Open briedel opened 2 months ago
Facing the same issue with 24.01
and 24.08
Facing the same issue with
24.01
and24.08
Try using Jemalloc instead of Malloc.
Jemalloc quickly returns allocated memory
Got the same problem when using onnxruntime
Same here, is there any news ?
using ONNX backend and a bge m3 onnx model. I fill up the gpu memory and never release...
Hi, can you please add this line at the end of config.pbtxt in triton and restart the server and see if this works or not?
parameters { key: "enable_mem_arena" value: { string_value: "1" } }
parameters { key: "memory.enable_memory_arena_shrinkage" value: { string_value: "gpu:0" } }
I might be wrong with the syntax here but basically you need to turn on the shrinkage for Cuda memory arena.
Please let me know if this works otherwise I will test it myself tomorrow and let you know the correct syntax which worked for me in past.
let me try rn !
Ok this works amazingly well ! Thank you so much.
Quick questions :
As I understand it was not a bug, just the ORT engine keep memory full and allocate inside. Is it better to keep it that way or your params are better on ?
I have a config with a ensemble model:
name: "ensemble_bge-m3"
# max_batch_size: 8 # maximum batch size
platform: "ensemble" # ensemble model architecture is used to chain tokenization with model inference
input [ { name: "TEXT" data_type: TYPE_STRING dims: [ -1 ]
}
]
output [
{
name: "dense_embeddings"
data_type: TYPE_FP16
dims: [ -1, 1024 ]
# 3 dimensional tensor, where 1st dimension: batch-size
},
{
name: "colbert_embeddings"

▶ Dataset excerpts:
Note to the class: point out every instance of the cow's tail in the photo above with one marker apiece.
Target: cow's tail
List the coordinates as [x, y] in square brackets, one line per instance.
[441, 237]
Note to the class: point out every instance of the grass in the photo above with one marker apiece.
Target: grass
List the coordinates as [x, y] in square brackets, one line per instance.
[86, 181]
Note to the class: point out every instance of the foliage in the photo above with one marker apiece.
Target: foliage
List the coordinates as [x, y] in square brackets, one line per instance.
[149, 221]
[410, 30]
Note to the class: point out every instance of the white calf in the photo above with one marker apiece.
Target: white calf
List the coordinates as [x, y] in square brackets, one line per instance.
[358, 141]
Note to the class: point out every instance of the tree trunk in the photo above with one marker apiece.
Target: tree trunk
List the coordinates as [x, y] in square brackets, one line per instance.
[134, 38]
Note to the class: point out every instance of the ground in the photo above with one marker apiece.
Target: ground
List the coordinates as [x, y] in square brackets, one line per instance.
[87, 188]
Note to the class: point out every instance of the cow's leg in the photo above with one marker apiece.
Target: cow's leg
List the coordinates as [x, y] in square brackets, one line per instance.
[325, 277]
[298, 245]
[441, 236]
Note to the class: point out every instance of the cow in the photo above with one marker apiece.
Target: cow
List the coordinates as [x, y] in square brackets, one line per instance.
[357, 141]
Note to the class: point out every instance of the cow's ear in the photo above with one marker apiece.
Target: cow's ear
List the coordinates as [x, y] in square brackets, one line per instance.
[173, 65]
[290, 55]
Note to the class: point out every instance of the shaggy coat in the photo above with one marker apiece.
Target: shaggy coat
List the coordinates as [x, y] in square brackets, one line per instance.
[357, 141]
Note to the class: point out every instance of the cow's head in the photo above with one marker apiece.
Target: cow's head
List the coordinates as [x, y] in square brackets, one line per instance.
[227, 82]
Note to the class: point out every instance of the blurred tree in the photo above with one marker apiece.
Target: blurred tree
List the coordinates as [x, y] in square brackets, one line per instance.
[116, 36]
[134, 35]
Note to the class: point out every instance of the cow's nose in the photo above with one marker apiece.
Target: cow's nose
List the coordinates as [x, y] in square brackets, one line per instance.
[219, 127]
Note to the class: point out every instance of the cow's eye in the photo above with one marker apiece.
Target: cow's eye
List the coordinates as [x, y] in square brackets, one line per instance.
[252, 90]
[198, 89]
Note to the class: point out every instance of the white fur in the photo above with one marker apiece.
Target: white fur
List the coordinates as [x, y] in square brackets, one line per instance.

▶ Instructions to follow: Continue the forum thread about Triton and ONNX Runtime holding onto GPU memory, picking up right after its last line.

▶ Response for this exercise:
data_type: TYPE_FP16
dims: [ -1, -1, 1024 ]
# 4 dimensional tensor, where 1st dimension: batch-size
}
]
ensemble_scheduling { step [ # each step corresponds to a step in the ensemble pipeline
{
model_name: "tokenizer_bge-m3" # must match with the model_name defined in the tokenizer config
model_version: -1 # -1 means use latest version
input_map {
key: "TEXT" # key is the name of the input of the ensemble model
value: "TEXT" # value is the name of the input that we are setting to the current step (in the model.py for the tokenizer, we will glob for this input name)
}
output_map [
{
key: "input_ids" # key is the name of the tensor output of the tokenizer
value: "input_ids" # value is the name of the tensor output we are setting for the tokenizer
},
{
key: "attention_mask"
value: "attention_mask"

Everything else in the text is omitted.